» Exercise text

If we entertain this hypothesis for a second and assume that Paddington is a god, then a lot of what I have been observing will start making sense. Nobody ever asks why Jesus should be loved and what makes him a role model worth following. In fact, the idea of questioning the basic tenets of any religion is immediately met with militant pushback, because it is conveniently written into standard operating procedures of most religious communities that asking too many questions is considered sinful, which naturally nips any form of cultural dissent in the bud. The same holds true (to an extent) when admitting to not liking Paddington movies. You immediately feel shunned and ostracized because nobody in their right mind would want to risk being seen with a religious dissenter. And – heavens forbid – God himself might notice your abhorrent and blasphemous behaviour and he (or she; who knows, right?) might decide to strike you down right then and there, so it is simply safer to treat such religious malcontents as though they had leprosy or something. After all, nobody wants to be hit by a divine lightning because God might believe in guilt by association. In any case, admitting to not having been touched by the charm of either of the Paddington movies felt eerily similar to what I felt when I figured out I was an atheist in an exquisitely religious community, which leads me to believe I can’t be too far off the mark with my hypothesis that Paddington bear is not just a regular bear and that he might be in fact a god.

After all, Paddington seemingly fulfils similar needs. His mere existence brings a fundamental feeling of safety. He reaffirms people’s hope for humanity. He brings folks together. His actions and personal code are rooted in basic goodness and can be referred to as a fundamental guidance for harmonious living. For all intents and purposes, Paddington isn’t just like Jesus; he is Jesus. Hence, he is untouchable. It is simply unsavoury to even hint at a possibility he has flaws or that the Gospel of Paddington has pacing problems, plot holes or one-dimensional characters. After all, when we assume Paddington is Jesus, then the stories in which he features are no longer works of literature, but Word of God – immune to any form of criticism.

» List of tasks
a – Answer these questions about the essay on Paddington as a god:
(i) What is said to be written into the standard operating procedures of most religious communities?
(ii) What earlier experience does the writer say admitting to not liking either Paddington movie felt similar to?
(iii) Which three faults does the text say it is unsavory to suggest the Gospel of Paddington has?
b – Write a continuation of the essay on Paddington as a god, picking up after its final sentence.

» Records supplied
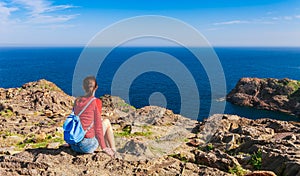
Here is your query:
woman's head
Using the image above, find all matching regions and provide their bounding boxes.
[83,76,98,96]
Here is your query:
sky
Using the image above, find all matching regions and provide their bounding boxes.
[0,0,300,46]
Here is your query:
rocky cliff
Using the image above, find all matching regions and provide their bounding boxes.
[227,78,300,116]
[0,80,300,176]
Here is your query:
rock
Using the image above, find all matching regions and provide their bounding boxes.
[0,79,300,176]
[226,78,300,116]
[46,142,60,149]
[245,171,276,176]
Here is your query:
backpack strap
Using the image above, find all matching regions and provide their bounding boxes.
[77,97,96,133]
[78,97,96,116]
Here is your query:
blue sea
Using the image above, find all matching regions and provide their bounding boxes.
[0,47,300,121]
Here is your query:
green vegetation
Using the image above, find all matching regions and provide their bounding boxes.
[0,109,15,118]
[287,81,300,92]
[198,143,214,151]
[114,125,153,137]
[169,153,189,163]
[16,132,64,150]
[228,165,246,176]
[249,150,262,170]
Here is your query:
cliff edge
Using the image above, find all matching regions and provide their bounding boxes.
[0,80,300,176]
[226,78,300,116]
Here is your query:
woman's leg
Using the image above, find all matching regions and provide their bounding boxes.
[102,119,116,151]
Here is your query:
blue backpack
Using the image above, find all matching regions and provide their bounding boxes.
[63,97,96,144]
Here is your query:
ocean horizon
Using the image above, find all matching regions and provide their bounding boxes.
[0,46,300,121]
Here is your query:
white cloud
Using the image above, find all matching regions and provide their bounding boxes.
[213,20,250,26]
[283,16,293,21]
[0,2,18,23]
[13,0,78,24]
[14,0,76,15]
[28,15,78,24]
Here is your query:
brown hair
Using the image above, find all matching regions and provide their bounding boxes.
[82,76,98,96]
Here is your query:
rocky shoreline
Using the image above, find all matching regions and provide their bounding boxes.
[0,80,300,176]
[226,78,300,116]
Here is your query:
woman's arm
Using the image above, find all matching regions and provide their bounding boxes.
[94,98,106,149]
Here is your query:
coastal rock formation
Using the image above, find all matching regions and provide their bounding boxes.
[227,78,300,116]
[0,80,300,176]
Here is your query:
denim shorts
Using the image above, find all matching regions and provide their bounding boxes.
[71,137,99,153]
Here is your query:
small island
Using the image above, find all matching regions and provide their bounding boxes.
[226,78,300,117]
[0,78,300,176]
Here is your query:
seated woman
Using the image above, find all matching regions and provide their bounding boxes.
[71,76,116,157]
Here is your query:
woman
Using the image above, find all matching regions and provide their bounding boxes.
[71,76,116,157]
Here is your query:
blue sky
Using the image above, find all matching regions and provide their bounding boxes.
[0,0,300,46]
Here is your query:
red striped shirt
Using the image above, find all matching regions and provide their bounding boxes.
[74,97,106,149]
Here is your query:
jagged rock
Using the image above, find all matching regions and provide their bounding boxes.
[196,114,300,176]
[226,78,300,116]
[0,80,300,176]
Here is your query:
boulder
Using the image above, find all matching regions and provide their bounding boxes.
[226,78,300,116]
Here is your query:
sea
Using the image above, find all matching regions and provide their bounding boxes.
[0,47,300,121]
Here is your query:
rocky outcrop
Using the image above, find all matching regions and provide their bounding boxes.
[0,80,300,176]
[0,80,74,153]
[227,78,300,116]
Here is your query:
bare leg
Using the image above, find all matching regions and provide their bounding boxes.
[102,119,116,152]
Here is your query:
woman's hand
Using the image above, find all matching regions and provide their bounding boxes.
[103,148,115,157]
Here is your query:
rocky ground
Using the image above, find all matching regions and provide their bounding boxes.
[227,78,300,116]
[0,80,300,176]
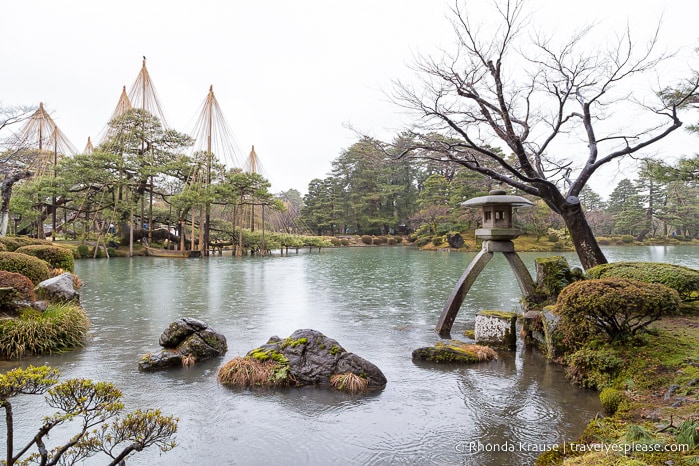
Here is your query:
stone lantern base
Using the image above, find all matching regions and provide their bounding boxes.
[475,311,517,348]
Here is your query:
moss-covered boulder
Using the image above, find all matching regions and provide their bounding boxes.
[0,236,51,252]
[138,317,228,371]
[534,256,583,301]
[0,252,51,285]
[586,262,699,301]
[218,329,387,392]
[413,340,498,364]
[15,244,75,272]
[0,270,36,313]
[35,272,80,302]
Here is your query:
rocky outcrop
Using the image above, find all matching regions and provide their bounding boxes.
[413,340,498,364]
[219,329,386,391]
[34,272,80,302]
[138,317,228,371]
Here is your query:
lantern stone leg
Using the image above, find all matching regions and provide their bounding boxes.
[436,249,493,336]
[436,189,534,337]
[435,241,534,337]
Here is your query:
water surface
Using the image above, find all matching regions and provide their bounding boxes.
[6,247,699,465]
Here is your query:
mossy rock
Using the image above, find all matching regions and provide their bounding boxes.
[15,244,75,272]
[0,252,51,285]
[413,340,497,364]
[534,256,582,299]
[586,262,699,301]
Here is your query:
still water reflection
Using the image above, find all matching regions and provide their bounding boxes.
[6,247,697,465]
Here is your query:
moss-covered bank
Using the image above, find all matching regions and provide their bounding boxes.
[536,312,699,466]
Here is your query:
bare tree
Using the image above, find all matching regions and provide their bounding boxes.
[0,105,34,236]
[396,0,699,268]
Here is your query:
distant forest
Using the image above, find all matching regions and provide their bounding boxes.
[300,137,699,240]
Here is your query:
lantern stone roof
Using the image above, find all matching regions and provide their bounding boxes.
[461,189,534,207]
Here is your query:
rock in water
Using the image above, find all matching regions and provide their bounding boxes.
[138,317,228,371]
[219,329,386,391]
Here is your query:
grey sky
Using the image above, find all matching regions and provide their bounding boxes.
[0,0,699,197]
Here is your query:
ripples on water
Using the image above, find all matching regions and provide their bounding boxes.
[8,247,697,465]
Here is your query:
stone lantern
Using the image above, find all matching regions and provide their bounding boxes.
[468,190,534,241]
[436,190,534,336]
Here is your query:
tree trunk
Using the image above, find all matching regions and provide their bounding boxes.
[0,171,32,236]
[559,202,607,270]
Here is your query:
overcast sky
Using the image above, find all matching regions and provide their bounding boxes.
[0,0,699,198]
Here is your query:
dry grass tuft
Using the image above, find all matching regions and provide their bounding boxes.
[218,356,277,387]
[330,372,369,393]
[469,345,498,361]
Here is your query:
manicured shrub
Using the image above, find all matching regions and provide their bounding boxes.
[15,244,75,272]
[0,236,51,252]
[585,262,699,301]
[599,387,626,416]
[555,278,680,348]
[0,270,36,311]
[78,244,90,259]
[0,252,51,285]
[621,235,636,244]
[0,303,89,359]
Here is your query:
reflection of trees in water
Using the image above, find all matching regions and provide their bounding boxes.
[458,349,598,460]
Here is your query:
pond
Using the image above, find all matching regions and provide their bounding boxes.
[0,247,699,465]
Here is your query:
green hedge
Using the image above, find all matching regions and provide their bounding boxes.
[0,236,51,252]
[0,270,36,311]
[15,244,75,272]
[0,252,51,285]
[555,278,680,349]
[585,262,699,301]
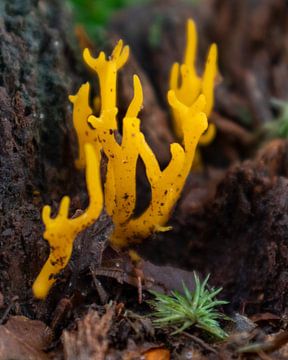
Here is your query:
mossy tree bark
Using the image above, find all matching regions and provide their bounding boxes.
[0,0,82,313]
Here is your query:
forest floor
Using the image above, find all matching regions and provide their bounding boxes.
[0,0,288,360]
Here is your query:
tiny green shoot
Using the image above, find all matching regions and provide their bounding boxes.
[265,98,288,139]
[149,272,228,340]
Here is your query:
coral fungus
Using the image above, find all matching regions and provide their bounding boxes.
[170,19,217,145]
[33,144,103,299]
[33,21,216,298]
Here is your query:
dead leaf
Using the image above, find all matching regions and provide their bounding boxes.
[0,316,52,360]
[62,307,114,360]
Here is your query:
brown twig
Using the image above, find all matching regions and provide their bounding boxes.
[182,331,218,354]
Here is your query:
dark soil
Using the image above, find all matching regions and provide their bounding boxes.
[0,0,288,360]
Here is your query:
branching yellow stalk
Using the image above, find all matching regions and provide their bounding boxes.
[33,144,103,299]
[33,26,217,299]
[170,19,217,145]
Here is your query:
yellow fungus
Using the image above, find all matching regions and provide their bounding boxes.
[33,29,217,299]
[32,144,103,299]
[170,19,217,145]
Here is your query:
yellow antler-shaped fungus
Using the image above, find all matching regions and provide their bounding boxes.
[33,26,217,299]
[33,144,103,299]
[170,19,217,145]
[69,40,129,169]
[111,91,207,247]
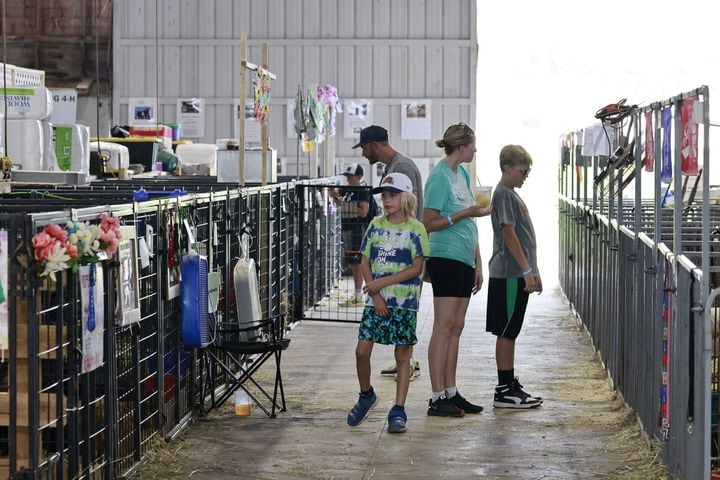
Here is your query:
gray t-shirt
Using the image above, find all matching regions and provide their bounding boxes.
[489,185,538,278]
[381,152,423,221]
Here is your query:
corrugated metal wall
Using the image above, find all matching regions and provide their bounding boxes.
[113,0,477,171]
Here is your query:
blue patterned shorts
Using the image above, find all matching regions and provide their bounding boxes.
[358,306,417,345]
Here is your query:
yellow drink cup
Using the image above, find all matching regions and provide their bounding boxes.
[475,186,492,207]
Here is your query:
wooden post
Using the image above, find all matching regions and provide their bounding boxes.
[235,32,247,187]
[260,43,269,186]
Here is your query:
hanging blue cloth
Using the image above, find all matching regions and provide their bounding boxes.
[88,263,97,332]
[660,107,672,183]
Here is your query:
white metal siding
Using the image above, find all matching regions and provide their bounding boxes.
[113,0,477,163]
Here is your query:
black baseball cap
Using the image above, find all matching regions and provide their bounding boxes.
[340,163,365,177]
[353,125,387,148]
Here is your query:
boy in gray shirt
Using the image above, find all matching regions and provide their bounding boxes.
[485,145,542,408]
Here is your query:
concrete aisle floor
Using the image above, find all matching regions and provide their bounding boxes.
[141,287,664,479]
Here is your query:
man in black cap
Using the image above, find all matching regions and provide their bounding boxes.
[353,125,423,220]
[335,163,379,308]
[353,125,423,380]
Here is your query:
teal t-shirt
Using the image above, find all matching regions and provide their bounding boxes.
[360,215,428,310]
[423,161,478,268]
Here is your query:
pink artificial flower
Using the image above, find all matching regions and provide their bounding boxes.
[43,223,67,242]
[32,232,56,260]
[64,242,78,258]
[100,213,120,232]
[35,243,55,261]
[98,232,120,257]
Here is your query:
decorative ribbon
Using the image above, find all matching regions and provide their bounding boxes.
[168,217,176,270]
[88,263,97,332]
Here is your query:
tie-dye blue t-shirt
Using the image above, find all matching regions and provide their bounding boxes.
[360,215,429,310]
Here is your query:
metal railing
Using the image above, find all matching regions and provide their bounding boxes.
[559,87,720,478]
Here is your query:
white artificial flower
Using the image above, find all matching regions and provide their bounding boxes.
[40,243,70,282]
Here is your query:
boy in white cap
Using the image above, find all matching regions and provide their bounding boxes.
[352,125,423,381]
[347,173,428,433]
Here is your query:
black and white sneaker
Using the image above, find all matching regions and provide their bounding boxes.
[493,382,542,408]
[428,395,465,417]
[513,377,542,403]
[450,392,483,414]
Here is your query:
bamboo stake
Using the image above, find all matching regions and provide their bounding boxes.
[235,32,247,187]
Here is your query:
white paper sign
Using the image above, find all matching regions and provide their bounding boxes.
[233,100,262,144]
[285,99,298,139]
[50,88,77,124]
[175,98,205,138]
[400,100,432,140]
[128,97,157,125]
[343,99,374,139]
[0,230,10,350]
[80,264,105,373]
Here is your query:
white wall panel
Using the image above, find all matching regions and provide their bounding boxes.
[113,0,477,162]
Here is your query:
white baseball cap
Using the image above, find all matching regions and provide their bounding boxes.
[373,172,413,193]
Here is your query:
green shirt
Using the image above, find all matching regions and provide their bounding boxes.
[423,161,478,268]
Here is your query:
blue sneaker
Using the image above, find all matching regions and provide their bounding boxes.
[348,390,377,427]
[388,405,407,433]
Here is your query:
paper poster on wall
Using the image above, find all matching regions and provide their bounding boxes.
[233,100,262,143]
[400,100,432,140]
[117,226,140,326]
[80,263,105,373]
[50,88,77,125]
[343,99,374,138]
[0,230,10,350]
[285,99,298,139]
[175,98,205,138]
[128,97,157,125]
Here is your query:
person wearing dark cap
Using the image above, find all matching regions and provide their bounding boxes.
[335,163,379,308]
[353,125,423,218]
[353,125,423,380]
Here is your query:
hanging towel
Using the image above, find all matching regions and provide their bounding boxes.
[660,107,672,183]
[643,110,655,172]
[680,98,698,175]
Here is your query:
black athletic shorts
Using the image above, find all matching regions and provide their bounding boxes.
[485,277,530,340]
[425,257,475,298]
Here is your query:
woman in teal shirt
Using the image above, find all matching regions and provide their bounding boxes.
[422,123,491,417]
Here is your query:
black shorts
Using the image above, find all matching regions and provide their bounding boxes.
[485,277,530,340]
[425,257,475,298]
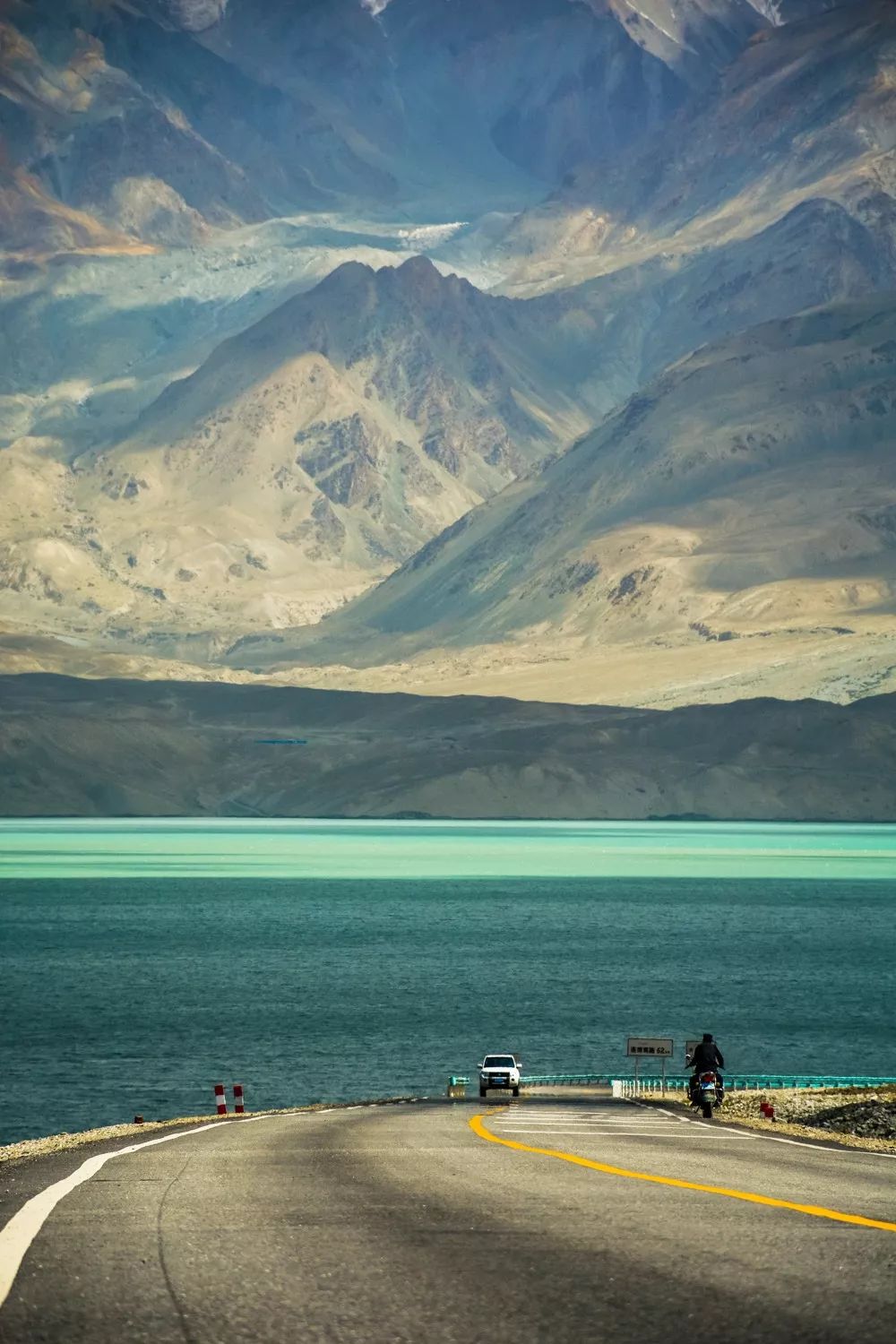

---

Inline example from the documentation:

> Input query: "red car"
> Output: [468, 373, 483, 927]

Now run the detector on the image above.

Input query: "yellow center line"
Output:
[470, 1110, 896, 1233]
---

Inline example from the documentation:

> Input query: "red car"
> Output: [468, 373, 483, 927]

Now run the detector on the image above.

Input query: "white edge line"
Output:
[0, 1116, 278, 1306]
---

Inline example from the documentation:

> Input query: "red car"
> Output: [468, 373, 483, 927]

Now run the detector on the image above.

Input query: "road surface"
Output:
[0, 1097, 896, 1344]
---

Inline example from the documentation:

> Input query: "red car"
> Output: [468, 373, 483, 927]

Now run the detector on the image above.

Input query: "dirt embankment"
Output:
[652, 1088, 896, 1153]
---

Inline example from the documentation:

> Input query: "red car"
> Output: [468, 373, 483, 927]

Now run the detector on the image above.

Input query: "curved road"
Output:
[0, 1097, 896, 1344]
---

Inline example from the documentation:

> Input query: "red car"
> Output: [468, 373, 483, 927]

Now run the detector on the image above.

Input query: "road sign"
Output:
[626, 1037, 675, 1059]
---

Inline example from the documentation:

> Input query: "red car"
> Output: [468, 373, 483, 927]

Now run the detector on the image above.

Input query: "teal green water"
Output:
[0, 820, 896, 881]
[0, 822, 896, 1142]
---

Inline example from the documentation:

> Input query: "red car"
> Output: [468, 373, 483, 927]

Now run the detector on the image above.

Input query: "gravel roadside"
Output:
[645, 1088, 896, 1153]
[0, 1097, 428, 1167]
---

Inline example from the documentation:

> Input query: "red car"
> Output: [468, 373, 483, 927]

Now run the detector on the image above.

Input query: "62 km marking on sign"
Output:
[626, 1037, 675, 1059]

» Answers for this exercise
a –
(i) That asking too many questions is considered sinful.
(ii) Figuring out they were an atheist in an exquisitely religious community.
(iii) Pacing problems, plot holes and one-dimensional characters.

b –
This explains both why reviews of Paddington films are bizarrely non-specific and why I feel completely disconnected from the idea of unquestionable praise towards this divine bear. I was not indoctrinated into this cult at a young age and I have survived for nearly three decades in complete ignorance of its existence. Granted, as I have been told by some of my friends whose opinions I treat with utmost respect, it isn’t a requirement. One can find the bear later in life much in the way some people find God when they are fully formed adults. And in all fairness, it’s great Paddington has become this nearly religious beacon of wholesomeness for so many people. It is a generally a good idea to be nice and positive and having something positive to latch onto can bring great benefits to one’s wellbeing, especially nowadays when the world has changed so drastically. I just don’t think I need a bear with an untreated marmalade problem to show me the way, much like I didn’t need Jesus to do it either.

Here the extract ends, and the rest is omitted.